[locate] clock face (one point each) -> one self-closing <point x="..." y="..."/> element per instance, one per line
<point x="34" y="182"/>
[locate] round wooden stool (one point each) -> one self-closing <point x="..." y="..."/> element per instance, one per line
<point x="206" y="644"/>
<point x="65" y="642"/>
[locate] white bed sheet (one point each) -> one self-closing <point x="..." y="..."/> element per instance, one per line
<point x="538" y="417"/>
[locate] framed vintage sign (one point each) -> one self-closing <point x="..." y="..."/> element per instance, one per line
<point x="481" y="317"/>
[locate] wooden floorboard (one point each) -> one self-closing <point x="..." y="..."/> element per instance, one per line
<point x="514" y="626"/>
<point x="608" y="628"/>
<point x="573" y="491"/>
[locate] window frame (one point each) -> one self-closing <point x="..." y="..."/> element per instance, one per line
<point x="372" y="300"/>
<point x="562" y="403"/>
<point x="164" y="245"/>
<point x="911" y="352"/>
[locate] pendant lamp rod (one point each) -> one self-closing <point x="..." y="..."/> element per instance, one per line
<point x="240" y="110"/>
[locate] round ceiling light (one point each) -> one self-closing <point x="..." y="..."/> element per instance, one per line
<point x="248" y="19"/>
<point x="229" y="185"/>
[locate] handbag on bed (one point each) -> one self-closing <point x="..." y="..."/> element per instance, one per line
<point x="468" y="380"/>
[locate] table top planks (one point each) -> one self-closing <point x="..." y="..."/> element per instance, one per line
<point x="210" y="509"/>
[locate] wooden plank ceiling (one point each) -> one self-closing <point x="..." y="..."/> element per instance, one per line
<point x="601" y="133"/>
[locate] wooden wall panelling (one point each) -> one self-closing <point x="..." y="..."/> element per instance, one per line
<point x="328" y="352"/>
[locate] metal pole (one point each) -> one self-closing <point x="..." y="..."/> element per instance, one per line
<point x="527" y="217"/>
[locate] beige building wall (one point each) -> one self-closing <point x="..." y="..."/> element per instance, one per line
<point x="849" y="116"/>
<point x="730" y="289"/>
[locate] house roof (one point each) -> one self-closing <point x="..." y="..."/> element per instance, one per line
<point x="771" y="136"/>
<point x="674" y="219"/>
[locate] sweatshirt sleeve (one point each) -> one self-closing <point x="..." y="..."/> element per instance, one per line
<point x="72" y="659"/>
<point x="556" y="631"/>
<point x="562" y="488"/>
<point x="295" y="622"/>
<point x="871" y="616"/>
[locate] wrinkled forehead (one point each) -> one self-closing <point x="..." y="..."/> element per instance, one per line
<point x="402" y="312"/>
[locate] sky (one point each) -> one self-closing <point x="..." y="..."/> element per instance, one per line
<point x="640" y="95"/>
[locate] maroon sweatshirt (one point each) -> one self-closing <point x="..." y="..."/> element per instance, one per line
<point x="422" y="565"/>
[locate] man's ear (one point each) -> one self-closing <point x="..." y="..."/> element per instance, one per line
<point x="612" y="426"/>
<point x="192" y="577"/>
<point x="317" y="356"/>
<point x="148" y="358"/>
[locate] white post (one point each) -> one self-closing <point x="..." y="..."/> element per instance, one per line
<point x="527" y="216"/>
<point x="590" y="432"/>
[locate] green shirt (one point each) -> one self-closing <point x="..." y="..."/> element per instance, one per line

◆ ◆ ◆ ◆ ◆

▸ **YOUR INSTRUCTIONS**: Each record above must be transcribed exactly, and none may be skipped.

▸ **SOLUTION TO THE PROBLEM**:
[locate] clock face (one point each) -> one self-closing <point x="..." y="..."/> element per instance, one per line
<point x="34" y="182"/>
[locate] round wooden stool (one point each) -> one self-closing <point x="..." y="..."/> element per instance, one per line
<point x="206" y="644"/>
<point x="65" y="642"/>
[locate] white bed sheet (one point each) -> one self-closing <point x="..." y="..."/> element per instance, one per line
<point x="538" y="417"/>
[locate] framed vintage sign (one point each) -> one self-closing <point x="..." y="..."/> element per instance, one per line
<point x="481" y="317"/>
[locate] wooden floorboard (one point each) -> one self-closing <point x="..." y="..."/> element per instance, one per line
<point x="514" y="626"/>
<point x="608" y="628"/>
<point x="573" y="491"/>
[locate] window frame (one point each) -> one self-closing <point x="..." y="..."/> element per instance, one per line
<point x="372" y="300"/>
<point x="562" y="403"/>
<point x="164" y="245"/>
<point x="911" y="352"/>
[locate] pendant lamp rod (one point each) -> one self-closing <point x="..." y="..."/> element per instance, one per line
<point x="240" y="110"/>
[locate] round ceiling light (one point each) -> one self-closing <point x="..." y="..."/> element per instance, one per line
<point x="248" y="19"/>
<point x="229" y="185"/>
[locate] handbag on bed (one point each) -> one self-closing <point x="..." y="..."/> element per instance, one per line
<point x="468" y="380"/>
[locate] table top planks (one point each) -> one self-closing <point x="..." y="..."/> element per instance, one per line
<point x="210" y="509"/>
[locate] wooden plank ceiling (one point each) -> one self-closing <point x="..." y="..."/> element per instance, one per line
<point x="601" y="133"/>
[locate] wooden wall panelling (one point each) -> one self-closing <point x="..." y="..."/> element per instance, one per line
<point x="328" y="352"/>
[locate] metal pole (one point each) -> one self-closing <point x="..." y="..."/> element per instance, one per line
<point x="527" y="217"/>
[locate] beige building wall (one point each) -> one self-closing <point x="..." y="..."/> element per instance, one per line
<point x="849" y="116"/>
<point x="730" y="289"/>
[locate] house roof (one point each) -> one self-closing <point x="..." y="..."/> element per instance, one per line
<point x="771" y="136"/>
<point x="674" y="219"/>
[locate] sweatshirt sleeve (one point each) -> one self-closing <point x="..." y="..."/> element per instance, one per line
<point x="72" y="659"/>
<point x="556" y="631"/>
<point x="562" y="488"/>
<point x="295" y="622"/>
<point x="871" y="616"/>
[locate] wrinkled forehead (one point each) -> one self-closing <point x="..." y="..."/> element per instance, one per line
<point x="402" y="312"/>
[locate] sky (one point each) -> one self-closing <point x="..." y="..."/> element per instance, one per line
<point x="640" y="95"/>
[locate] maroon sweatshirt (one point each) -> one self-closing <point x="..." y="..."/> element per instance, one per line
<point x="422" y="565"/>
[locate] man's ear (one point each) -> one self-closing <point x="..." y="..."/> element per instance, one per line
<point x="612" y="426"/>
<point x="192" y="577"/>
<point x="317" y="356"/>
<point x="148" y="358"/>
[locate] white post (one point each) -> one self-closing <point x="..." y="..."/> element per instance, one per line
<point x="527" y="216"/>
<point x="590" y="432"/>
[locate] green shirt (one point each) -> one self-closing <point x="..." y="..."/> element per instance, one per line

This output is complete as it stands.